# [EXCERPT]
============================================================
Tuesday, September 30, 2014 - 4:10pm to 5:45pm
Location: 
Solarium (room FA2) Falconer Hall - 84 Queen's Park

LAW & ECONOMICS WORKSHOP

presents

Suresh Naidu

Columbia University
School of International and Public Affairs

Coercive Contract Enforcement:  Law and the Labor Market in
19th Century Industrial Britain  (Non-Technical Excerpt) 

Tuesday, September 30, 2014
4:10 - 5:45
Solarium (room FA2) - Falconer Hall
84 Queen's Park

British Master and Servant law made employee contract breach a criminal offense until 1875. We develop a contracting model generating equilibrium contract breach and prosecutions, then exploit exogenous changes in output prices to examine the effects of labor demand shocks on prosecutions. Positive shocks in the textile, iron, and coal industries increased prosecutions. Following the abolition of criminal sanctions, wages differentially rose in counties that had experienced more prosecutions, and wages responded more to labor demand shocks. Coercive contract enforcement was applied in industrial Britain; restricted mobility allowed workers to commit to risk-sharing contracts with lower, but less volatile, wages.
============================================================
# [PROVIDED MATERIAL]
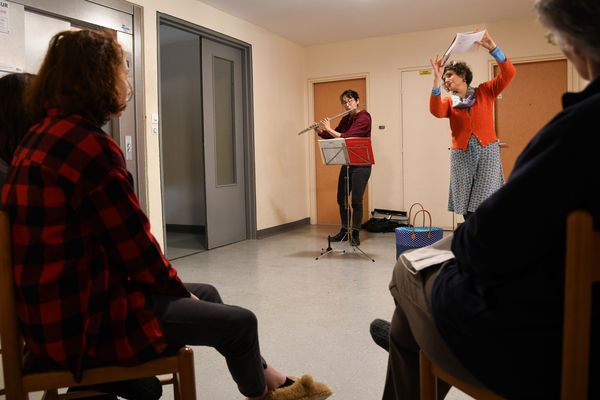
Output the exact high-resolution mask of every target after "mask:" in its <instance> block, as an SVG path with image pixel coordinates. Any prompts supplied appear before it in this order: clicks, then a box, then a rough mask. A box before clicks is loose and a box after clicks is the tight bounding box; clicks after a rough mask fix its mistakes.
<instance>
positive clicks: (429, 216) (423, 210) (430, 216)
============================================================
# [REQUIREMENT A]
According to the workshop announcement, in which industries did positive shocks increase prosecutions?
# [REQUIREMENT B]
Echo the stretch of the workshop announcement from "LAW & ECONOMICS" through "Britain  (Non-Technical Excerpt)".
The material that appears after the workshop announcement is independent of it.

# [EXPECTED ANSWER A]
The textile, iron, and coal industries.

# [EXPECTED ANSWER B]
LAW & ECONOMICS WORKSHOP

presents

Suresh Naidu

Columbia University
School of International and Public Affairs

Coercive Contract Enforcement:  Law and the Labor Market in
19th Century Industrial Britain  (Non-Technical Excerpt)